:: Record list ::
☆ ☆ ☆
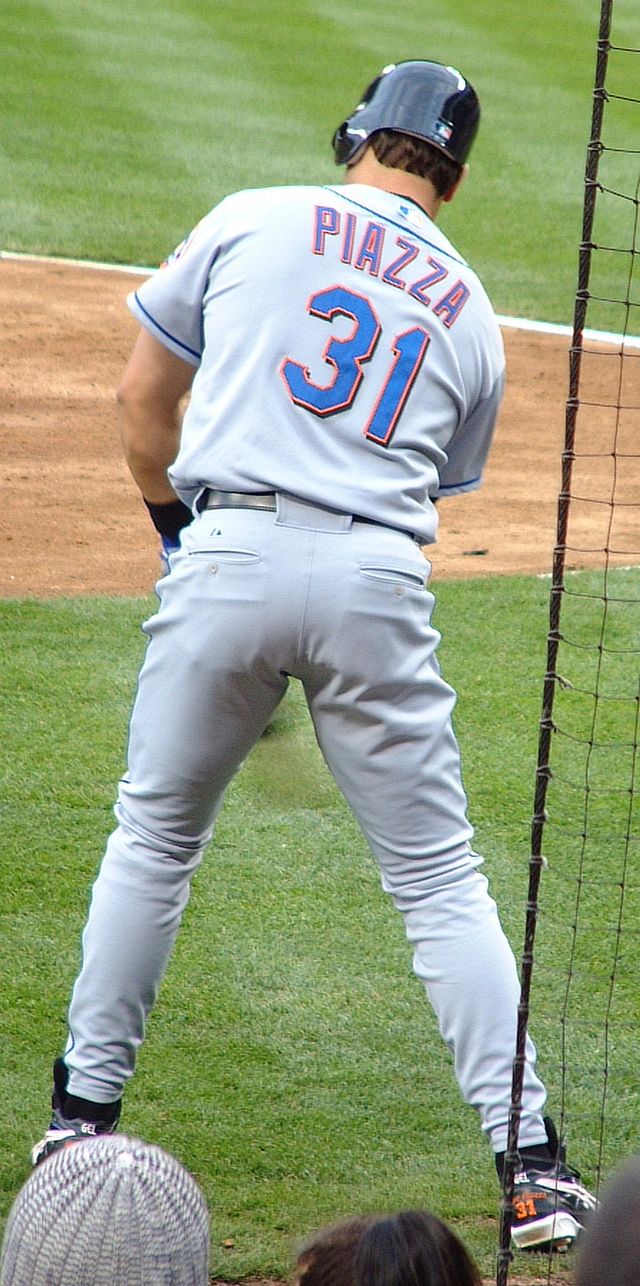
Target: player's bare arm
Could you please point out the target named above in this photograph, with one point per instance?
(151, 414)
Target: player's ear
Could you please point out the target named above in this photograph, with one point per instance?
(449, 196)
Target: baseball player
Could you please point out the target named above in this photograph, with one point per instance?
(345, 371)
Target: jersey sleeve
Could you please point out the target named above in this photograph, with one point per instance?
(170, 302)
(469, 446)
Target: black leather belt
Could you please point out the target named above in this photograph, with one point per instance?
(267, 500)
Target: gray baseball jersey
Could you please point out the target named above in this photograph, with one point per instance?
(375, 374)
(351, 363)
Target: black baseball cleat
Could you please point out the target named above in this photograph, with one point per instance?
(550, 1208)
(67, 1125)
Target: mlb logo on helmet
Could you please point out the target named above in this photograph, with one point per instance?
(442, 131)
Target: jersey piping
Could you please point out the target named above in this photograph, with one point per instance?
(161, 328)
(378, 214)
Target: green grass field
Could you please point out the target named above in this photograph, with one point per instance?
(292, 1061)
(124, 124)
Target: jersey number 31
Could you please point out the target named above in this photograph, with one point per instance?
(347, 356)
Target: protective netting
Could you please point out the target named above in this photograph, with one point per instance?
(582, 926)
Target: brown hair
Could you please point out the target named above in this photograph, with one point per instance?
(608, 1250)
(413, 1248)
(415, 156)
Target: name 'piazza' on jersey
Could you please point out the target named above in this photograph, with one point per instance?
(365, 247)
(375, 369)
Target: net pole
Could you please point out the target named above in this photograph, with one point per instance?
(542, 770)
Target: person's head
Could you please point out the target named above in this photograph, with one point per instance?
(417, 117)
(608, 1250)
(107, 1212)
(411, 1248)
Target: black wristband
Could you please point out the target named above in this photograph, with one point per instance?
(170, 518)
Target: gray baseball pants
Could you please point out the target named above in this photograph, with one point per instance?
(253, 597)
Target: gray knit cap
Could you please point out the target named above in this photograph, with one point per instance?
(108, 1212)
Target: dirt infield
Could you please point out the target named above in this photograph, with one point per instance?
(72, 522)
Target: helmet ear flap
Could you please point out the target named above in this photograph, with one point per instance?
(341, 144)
☆ ☆ ☆
:: Short exercise ::
Write out each line again precisely as it appears, skipping every picture.

:: Answer to the exercise ::
Target: player's bare arm
Could you please point out the target named above in this photograph, with one point per instance?
(151, 414)
Target: player's ear
Could you please point out the target named above in this photograph, with one point per instance?
(449, 196)
Target: baseball player
Could you please point out the target named above in this photograph, with one point per instance?
(345, 371)
Target: jersey sleeve
Could you please point out the target named above in this photograph, with one point per instance?
(170, 302)
(469, 446)
Target: black leather belt
Could you please point out the target named above in this photograph, with one point per instance?
(267, 500)
Target: gray baseball jersey
Could you please point out the target named above in this photograph, with one point per instance?
(375, 374)
(351, 363)
Target: black baseball cleat
Could you please point out the target named above in this photograph, with one point per instance?
(550, 1208)
(67, 1125)
Target: mlb logo on helmet
Could you please point out the target named above in this photograph, with one point per instance?
(442, 131)
Target: jersey piping
Could you please point out the target named above in this photograph, with one point per instance?
(161, 328)
(378, 214)
Target: green grass field
Could you please point out the target named above in this photograph, with one point per instance?
(292, 1061)
(124, 124)
Target: jersey number 31
Could you please point out the target named above in this photograph, with one point per instance?
(347, 356)
Target: protective netting
Could you please point out the target named above in this photograph, with one point per instance?
(582, 926)
Target: brown hair
Could you please point out the target named above in this photograph, with one point per instance?
(608, 1250)
(413, 1248)
(415, 156)
Target: name 'piazza' on jersey
Could you please point out the target named above in this photograph, with one point per instance?
(365, 247)
(375, 369)
Target: net pole
Could you please point out the target named above in this photograph, with one point per instance?
(542, 770)
Target: person's head
Could you please point out the target named above in this photograph, with one point per instance?
(417, 117)
(608, 1250)
(107, 1212)
(411, 1248)
Target: black wristband
Could you please point out the target named above in this photograph, with one point per instance?
(170, 518)
Target: gray baseball pants
Could you please point out the target named above in this photograph, with one point per instance?
(253, 597)
Target: gray knit cap
Could you please point out the target named above in this photograph, with one point per instance?
(108, 1212)
Target: dirt infield
Could you please point out the target named above in this photograph, with one point per instance?
(72, 522)
Target: helmet ear flap
Could you please point out the target named above in this photograph, with one point per instance?
(341, 144)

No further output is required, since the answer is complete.